[EXCERPT]
● ● ● ● ● ● ●
Healthy young mindsThe mental and psychosocial wellbeing of school children promotes quality learning. World Health Organisation (WHO) norms for physical, mental, social and spiritual wellness are not found to be applicable in Nepal’s context.
The mental and psychosocial wellbeing of school children promotes quality learning. World Health Organisation (WHO) norms for physical, mental, social and spiritual wellness are not found to be applicable in Nepal’s context. Students with a physical problem get more attention from teachers and parents, but their mental and emotional problems are almost overlooked. School students encounter common emotional and behavioural problems some time during their school days. It is estimated that 15-20 percent of school goers in Nepal (early childhood to grade 12) have some sort of mental health problem. Adolescents in particular have moderate to severe mental health difficulties.
In Nepal and other South Asian countries, disciplinary, learning-related, bullying, school refusal, fear/anxiety, attention deficit and conduct disorder problems are commonly seen in schools. Students committing suicide after failing the final exams and dropping out are closely connected to lack of mental health education and counselling in school. Intellectual disability among school children is a great challenge for routine teaching-learning activities.
Students with intellectual difficulties need specific education in a separate setting.
Girls entering puberty at school face the shameful problem of dealing with their menstrual cycle. It sometimes creates psychological pressure and is misconstrued. Physical changes in girls and boys are natural, but they remain an unanswered and difficult matter for school adolescents. Migration, changing schools and parents fighting at home are other shared causes for students’ conversion disorder. Lack of awareness about mental health and misconceptions about its treatment are another big challenge. A minor psychological reason might bring about a serious and harmful result if not dealt with timely. Yet, there is little or no space for matters related to mental health in the school curriculum in comparison to physical health and hygiene.
● ● ● ● ● ● ●
[TASK GOAL] Reproduce the whole text on the mental health of school children in Nepal word for word.

[DATA FOR ANALYSIS]
● ● ● ● ● ● ●
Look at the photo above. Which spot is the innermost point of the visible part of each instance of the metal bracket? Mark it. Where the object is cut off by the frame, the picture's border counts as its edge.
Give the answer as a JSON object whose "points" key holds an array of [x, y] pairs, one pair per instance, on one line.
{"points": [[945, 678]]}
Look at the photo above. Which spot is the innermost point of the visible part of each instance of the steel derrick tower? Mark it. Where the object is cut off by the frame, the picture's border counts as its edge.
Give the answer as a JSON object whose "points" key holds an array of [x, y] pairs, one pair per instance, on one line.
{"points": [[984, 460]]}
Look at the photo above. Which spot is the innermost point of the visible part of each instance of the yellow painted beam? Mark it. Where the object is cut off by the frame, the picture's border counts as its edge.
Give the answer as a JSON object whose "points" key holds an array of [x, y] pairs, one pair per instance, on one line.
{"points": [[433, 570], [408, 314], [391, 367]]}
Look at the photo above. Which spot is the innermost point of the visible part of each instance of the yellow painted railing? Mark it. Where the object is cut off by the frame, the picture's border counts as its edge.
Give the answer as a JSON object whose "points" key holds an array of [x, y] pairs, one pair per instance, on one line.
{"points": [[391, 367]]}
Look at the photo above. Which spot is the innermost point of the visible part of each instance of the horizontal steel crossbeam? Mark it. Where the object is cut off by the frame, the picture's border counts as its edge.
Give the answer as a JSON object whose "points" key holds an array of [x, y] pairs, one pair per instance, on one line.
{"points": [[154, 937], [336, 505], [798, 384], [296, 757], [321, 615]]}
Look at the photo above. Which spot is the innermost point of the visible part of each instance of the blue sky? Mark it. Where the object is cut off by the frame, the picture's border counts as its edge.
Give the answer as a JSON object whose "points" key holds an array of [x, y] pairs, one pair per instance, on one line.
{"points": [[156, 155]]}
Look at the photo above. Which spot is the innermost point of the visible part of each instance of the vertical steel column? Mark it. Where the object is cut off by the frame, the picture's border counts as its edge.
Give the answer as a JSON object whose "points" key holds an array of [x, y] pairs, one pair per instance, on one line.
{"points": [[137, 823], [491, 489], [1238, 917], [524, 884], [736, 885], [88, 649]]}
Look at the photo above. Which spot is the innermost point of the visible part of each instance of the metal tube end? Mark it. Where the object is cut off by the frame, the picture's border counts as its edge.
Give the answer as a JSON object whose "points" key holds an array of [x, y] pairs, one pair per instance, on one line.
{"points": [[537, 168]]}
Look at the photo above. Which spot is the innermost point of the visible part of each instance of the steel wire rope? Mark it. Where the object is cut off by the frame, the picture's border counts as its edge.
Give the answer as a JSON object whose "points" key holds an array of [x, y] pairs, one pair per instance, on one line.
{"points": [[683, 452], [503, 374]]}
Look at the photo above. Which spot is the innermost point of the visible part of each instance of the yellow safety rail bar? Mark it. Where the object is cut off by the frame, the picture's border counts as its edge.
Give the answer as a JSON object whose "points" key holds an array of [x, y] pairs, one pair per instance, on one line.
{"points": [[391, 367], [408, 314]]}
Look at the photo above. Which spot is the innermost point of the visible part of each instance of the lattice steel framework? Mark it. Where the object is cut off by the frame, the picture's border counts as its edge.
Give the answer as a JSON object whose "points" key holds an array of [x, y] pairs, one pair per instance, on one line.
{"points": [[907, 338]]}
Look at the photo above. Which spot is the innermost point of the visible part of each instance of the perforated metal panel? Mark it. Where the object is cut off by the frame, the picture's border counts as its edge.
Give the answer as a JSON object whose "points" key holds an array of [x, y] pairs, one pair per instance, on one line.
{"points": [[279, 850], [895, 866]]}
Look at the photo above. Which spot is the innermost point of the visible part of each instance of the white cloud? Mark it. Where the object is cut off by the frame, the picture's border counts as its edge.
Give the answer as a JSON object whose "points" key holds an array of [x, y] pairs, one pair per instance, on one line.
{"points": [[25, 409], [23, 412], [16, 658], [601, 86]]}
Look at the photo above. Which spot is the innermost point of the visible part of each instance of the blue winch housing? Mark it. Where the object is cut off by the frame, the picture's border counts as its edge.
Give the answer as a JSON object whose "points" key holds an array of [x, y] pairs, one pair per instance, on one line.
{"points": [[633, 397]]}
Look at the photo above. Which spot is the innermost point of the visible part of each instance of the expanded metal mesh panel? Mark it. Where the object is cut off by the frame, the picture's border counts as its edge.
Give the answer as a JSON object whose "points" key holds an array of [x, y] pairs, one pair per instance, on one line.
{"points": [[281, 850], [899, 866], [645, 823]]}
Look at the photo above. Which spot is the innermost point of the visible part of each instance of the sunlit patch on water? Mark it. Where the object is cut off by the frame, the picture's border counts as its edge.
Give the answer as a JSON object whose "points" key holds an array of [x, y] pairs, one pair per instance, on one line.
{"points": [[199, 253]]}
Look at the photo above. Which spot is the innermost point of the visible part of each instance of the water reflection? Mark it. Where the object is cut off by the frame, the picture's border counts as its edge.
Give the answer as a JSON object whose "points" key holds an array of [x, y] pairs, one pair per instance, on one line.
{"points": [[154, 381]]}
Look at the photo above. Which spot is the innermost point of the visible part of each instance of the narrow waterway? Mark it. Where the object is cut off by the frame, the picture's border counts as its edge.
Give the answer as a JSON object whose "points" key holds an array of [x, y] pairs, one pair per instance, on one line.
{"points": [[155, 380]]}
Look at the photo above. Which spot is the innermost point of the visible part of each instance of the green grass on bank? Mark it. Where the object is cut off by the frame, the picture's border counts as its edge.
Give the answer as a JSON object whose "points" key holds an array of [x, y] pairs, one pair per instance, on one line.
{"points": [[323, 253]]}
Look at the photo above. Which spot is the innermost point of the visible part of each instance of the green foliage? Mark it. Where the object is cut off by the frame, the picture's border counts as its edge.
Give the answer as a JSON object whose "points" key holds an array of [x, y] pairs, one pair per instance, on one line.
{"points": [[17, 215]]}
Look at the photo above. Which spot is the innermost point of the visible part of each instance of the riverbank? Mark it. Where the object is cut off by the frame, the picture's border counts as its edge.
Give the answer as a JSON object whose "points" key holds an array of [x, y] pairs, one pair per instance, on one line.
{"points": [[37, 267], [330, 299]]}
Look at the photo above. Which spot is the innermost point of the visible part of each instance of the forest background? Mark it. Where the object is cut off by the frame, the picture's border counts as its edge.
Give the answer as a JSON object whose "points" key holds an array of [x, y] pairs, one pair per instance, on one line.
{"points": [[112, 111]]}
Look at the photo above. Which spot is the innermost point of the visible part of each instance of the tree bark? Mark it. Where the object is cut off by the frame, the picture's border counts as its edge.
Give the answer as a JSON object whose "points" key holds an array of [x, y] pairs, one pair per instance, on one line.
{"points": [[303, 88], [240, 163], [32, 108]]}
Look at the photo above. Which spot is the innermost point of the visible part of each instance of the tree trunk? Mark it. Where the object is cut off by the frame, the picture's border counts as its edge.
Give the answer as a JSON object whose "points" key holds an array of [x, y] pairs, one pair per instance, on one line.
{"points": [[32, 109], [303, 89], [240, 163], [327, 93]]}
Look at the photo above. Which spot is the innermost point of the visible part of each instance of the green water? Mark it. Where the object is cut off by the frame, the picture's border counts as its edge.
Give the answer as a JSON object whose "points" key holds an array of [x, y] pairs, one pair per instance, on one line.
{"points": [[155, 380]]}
● ● ● ● ● ● ●
[RESPONSE AREA]
Healthy young mindsThe mental and psychosocial wellbeing of school children promotes quality learning. World Health Organisation (WHO) norms for physical, mental, social and spiritual wellness are not found to be applicable in Nepal’s context.
The mental and psychosocial wellbeing of school children promotes quality learning. World Health Organisation (WHO) norms for physical, mental, social and spiritual wellness are not found to be applicable in Nepal’s context. Students with a physical problem get more attention from teachers and parents, but their mental and emotional problems are almost overlooked. School students encounter common emotional and behavioural problems some time during their school days. It is estimated that 15-20 percent of school goers in Nepal (early childhood to grade 12) have some sort of mental health problem. Adolescents in particular have moderate to severe mental health difficulties.
In Nepal and other South Asian countries, disciplinary, learning-related, bullying, school refusal, fear/anxiety, attention deficit and conduct disorder problems are commonly seen in schools. Students committing suicide after failing the final exams and dropping out are closely connected to lack of mental health education and counselling in school. Intellectual disability among school children is a great challenge for routine teaching-learning activities.
Students with intellectual difficulties need specific education in a separate setting.
Girls entering puberty at school face the shameful problem of dealing with their menstrual cycle. It sometimes creates psychological pressure and is misconstrued. Physical changes in girls and boys are natural, but they remain an unanswered and difficult matter for school adolescents. Migration, changing schools and parents fighting at home are other shared causes for students’ conversion disorder. Lack of awareness about mental health and misconceptions about its treatment are another big challenge. A minor psychological reason might bring about a serious and harmful result if not dealt with timely. Yet, there is little or no space for matters related to mental health in the school curriculum in comparison to physical health and hygiene.